By Ken Stone
La Mesa police said Friday that they won’t seek charges against the young man whose confrontation with an officer led to a viral video that made the city “Ground Zero” for San Diego County protests beginning last weekend.
“After a full review of all of the evidence in the criminal investigation against Amaurie Johnson, 23, the La Mesa Police Department has decided it will not be seeking prosecution of Mr. Johnson on any of the alleged misdemeanor charges,” said a police statement.
The decision came two days after La Mesa released body camera footage of Johnson’s arrest May 27 near the Grossmont Trolley Center.
La Mesa Police Chief Walt Vasquez said Johnson was initially contacted for smoking in public, then later arrested on suspicion of assault on an officer, and resisting, delaying and obstructing an officer.
But the footage didn’t show an assault or resisting arrest, although Johnson was talkative. Johnson was released on a misdemeanor citation, Vasquez said.
“Dropping the charges against Amaurie Johnson is not enough,” Geneviéve Jones-Wright told Times of San Diego via email. “There needs to be an acknowledgement of the violation of his human and constitutional rights and a commitment that such a violation will never happen again.”
In both the body camera footage and a video on social media, the officer can be seen pushing Johnson into a seated position, with both men arguing.

______________________________

*TASK A:*
Answer these questions using the article about La Mesa police dropping charges against Amaurie Johnson.
(i) How old is Amaurie Johnson?
(ii) Near what location was Johnson arrested on May 27?
(iii) What was Johnson initially contacted for, according to Police Chief Walt Vasquez?
*TASK B:* Continue the news article about La Mesa police dropping charges against Amaurie Johnson, starting after its final sentence.

(Data records)
______________________________

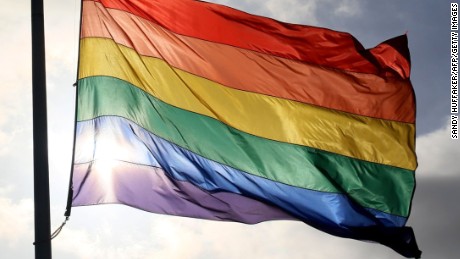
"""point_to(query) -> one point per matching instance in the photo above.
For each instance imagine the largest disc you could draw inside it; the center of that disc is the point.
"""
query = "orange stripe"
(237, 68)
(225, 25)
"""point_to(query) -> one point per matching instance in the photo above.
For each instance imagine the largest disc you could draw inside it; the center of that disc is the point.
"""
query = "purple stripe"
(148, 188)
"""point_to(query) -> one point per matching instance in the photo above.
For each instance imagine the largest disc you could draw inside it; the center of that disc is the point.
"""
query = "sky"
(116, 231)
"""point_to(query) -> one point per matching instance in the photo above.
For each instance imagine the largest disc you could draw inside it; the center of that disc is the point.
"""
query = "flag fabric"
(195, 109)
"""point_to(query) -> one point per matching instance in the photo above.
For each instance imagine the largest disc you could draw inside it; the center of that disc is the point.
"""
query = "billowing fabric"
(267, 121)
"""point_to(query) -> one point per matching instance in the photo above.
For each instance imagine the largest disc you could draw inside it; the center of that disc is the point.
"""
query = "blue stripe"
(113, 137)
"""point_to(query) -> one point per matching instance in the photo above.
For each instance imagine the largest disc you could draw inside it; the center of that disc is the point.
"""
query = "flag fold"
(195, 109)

______________________________

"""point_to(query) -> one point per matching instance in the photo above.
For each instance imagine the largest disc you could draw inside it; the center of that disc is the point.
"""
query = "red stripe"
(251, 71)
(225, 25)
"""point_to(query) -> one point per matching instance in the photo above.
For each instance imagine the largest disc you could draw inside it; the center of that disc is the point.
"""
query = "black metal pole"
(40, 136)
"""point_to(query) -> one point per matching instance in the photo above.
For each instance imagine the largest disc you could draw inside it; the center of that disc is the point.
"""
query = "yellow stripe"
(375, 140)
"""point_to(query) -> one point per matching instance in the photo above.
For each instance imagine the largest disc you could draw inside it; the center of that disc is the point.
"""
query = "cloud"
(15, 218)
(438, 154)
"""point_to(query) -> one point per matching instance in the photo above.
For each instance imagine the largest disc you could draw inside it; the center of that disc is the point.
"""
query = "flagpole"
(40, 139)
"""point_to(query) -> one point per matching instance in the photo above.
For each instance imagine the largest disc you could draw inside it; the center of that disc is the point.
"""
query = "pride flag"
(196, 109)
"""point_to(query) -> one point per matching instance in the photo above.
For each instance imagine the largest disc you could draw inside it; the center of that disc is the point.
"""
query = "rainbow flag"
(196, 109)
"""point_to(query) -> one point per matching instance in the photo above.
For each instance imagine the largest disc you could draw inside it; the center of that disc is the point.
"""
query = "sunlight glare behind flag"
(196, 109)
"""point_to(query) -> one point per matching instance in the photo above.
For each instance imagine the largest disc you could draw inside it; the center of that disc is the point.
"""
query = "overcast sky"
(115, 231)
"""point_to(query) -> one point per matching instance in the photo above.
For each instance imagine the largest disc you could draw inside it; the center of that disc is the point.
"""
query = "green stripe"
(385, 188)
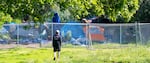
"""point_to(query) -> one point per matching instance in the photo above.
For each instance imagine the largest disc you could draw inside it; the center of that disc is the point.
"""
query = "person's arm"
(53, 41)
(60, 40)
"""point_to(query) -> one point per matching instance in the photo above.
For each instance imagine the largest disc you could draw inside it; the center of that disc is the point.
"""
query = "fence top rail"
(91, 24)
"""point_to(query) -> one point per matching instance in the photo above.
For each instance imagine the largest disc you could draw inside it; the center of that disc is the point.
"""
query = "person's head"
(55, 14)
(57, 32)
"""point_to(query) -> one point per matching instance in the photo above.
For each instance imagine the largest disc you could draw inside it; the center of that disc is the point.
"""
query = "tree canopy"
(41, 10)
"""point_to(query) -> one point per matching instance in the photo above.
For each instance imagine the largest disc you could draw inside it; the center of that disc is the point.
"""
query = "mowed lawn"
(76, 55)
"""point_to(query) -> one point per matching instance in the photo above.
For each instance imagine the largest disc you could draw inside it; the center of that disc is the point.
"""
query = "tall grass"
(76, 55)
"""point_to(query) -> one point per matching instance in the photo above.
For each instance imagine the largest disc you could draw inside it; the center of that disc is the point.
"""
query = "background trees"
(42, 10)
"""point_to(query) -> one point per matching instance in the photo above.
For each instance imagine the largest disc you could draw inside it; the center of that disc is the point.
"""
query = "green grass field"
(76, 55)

______________________________

*RESPONSE BOX A:*
(i) 23
(ii) The Grossmont Trolley Center
(iii) Smoking in public

*RESPONSE BOX B:*
Johnson was asked at the press conference why he kept popping up from his seated position. He said he was told he wasn’t under arrest.
Was his behavior in a sense provocative of the officer?
Jones-Wright, the former candidate for county district attorney, stepped in to answer the question.
She said that the first thing she said to Johnson after the incident was that she was proud he asserted his rights.
“He had every right under the Constitution and his God-given rights as a human being to walk away from that officer, where there was no probable cause underpinning that interaction,” she said. “What we see here … is the epitome and picture of why it is so hard to be black in America. Why we cannot sit, we cannot stand. … without our lives taken or shaken up.”
Many have decried the incident as an example of racial profiling, which led police protests already planned following George Floyd’s in-custody Memorial Day death in Minneapolis to take place in the East County city last weekend.
The officer involved in Johnson’s arrest has been placed on administrative leave pending the outcome of the investigation.
After city officials abruptly left the lectern, Johnson and others held their own impromptu news conference, in which they challenged what they called a “sham press conference” organized by city officials.
“There was no accountability taken today amongst the police officers that were here, the police chief,” Johnson said.
“I also didn’t hear any apologies in regards to what happened to Leslie Furcron, no apologies in regards to what might have happened to anyone else that was hurt or harmed during this time.”
Johnson on Wednesday said there was no smoking paraphernalia found on him, despite that being the alleged impetus for his arrest. He said he was only waiting in the area for a friend to come pick him up.
Updated at 5:54 p.m. June 5, 2020
— City News Service contributed to this report.